◆ Aim ◆
Take the material and output all of it exactly.

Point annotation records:
------------------------------------------------------------------------

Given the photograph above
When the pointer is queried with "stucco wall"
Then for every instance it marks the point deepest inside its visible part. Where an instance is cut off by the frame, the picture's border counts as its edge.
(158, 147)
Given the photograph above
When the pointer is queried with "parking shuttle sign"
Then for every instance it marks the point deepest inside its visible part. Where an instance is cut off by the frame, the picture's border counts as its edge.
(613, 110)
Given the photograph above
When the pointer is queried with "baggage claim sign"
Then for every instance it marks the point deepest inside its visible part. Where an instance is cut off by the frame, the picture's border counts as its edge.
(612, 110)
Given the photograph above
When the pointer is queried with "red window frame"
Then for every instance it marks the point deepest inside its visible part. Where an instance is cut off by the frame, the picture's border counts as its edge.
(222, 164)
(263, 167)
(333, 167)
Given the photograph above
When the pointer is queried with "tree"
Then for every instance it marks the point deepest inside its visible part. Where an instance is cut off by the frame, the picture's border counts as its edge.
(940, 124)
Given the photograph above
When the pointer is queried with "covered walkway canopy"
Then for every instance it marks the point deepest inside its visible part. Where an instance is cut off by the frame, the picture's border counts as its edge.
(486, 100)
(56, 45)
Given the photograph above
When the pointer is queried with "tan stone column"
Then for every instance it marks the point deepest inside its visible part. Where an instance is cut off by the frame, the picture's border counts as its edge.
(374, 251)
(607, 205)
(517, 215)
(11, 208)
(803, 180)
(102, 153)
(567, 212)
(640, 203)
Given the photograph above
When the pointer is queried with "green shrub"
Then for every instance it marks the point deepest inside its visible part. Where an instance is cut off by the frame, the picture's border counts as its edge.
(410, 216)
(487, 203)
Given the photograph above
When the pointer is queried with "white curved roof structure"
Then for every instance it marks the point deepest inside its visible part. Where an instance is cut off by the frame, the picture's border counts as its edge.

------------------------------------------------------------------------

◆ In response ◆
Given the photograph above
When the pointer is queried with "stucco wall"
Then for every instance it marks the point deepest inside its visible part. Where an instance is cut off by the frame, the picture's border counts as its edge.
(158, 147)
Given the photograph above
When the pointer is queried with "parking shuttle sign"
Then for every instance it marks the point deepest inside its visible part. Where an instance is cut off by the frame, the picture's border counts as its edge.
(613, 110)
Given the photograph above
When the pointer is queried with "baggage claim sign"
Then for every instance it marks the point deepest inside its visible part. Where an instance is cut off by the frame, the picture's border counts as its edge.
(612, 110)
Given the photograph above
When the pointer is queried with "red window frame"
Then for every instance it marks the point deepest inside its visible part. Where an instance is cut off by the frame, the picture's border counts as its edge.
(222, 164)
(263, 167)
(333, 167)
Given the photograph above
When the pointer is queried with "tree"
Then for every instance it marks the point deepest inside its visible part. Where an instance is cut off by the frame, the picture's border counts as its edge.
(940, 124)
Given the photograph above
When the pointer is queried with "covered walkway canopy"
Then for every instance it marks the point deepest inside its visible part. Where an instance is cut off by the frame, the picture's border counts as its edge.
(486, 100)
(56, 45)
Given the photograph above
When the pointer is queried with "tan stone column"
Then for every instance it marks the point deepest inside its visible part. Where an instance is cut off by the frame, the picture's border counts as its edge.
(374, 251)
(607, 205)
(517, 215)
(11, 208)
(803, 180)
(102, 153)
(567, 212)
(640, 203)
Given the photograph above
When the pointer is queried with "green shrub"
Then for every instance it marks the point deepest inside its visible part. Where an instance is cut off by the frame, the picture's border counts as its edge.
(410, 216)
(487, 203)
Given the photograph above
When the pointer is queried with "white curved roof structure"
Then for every instance it marks the point deepest inside its visible part. Where an instance is cut off by the frame, the picture's border counts as its edge.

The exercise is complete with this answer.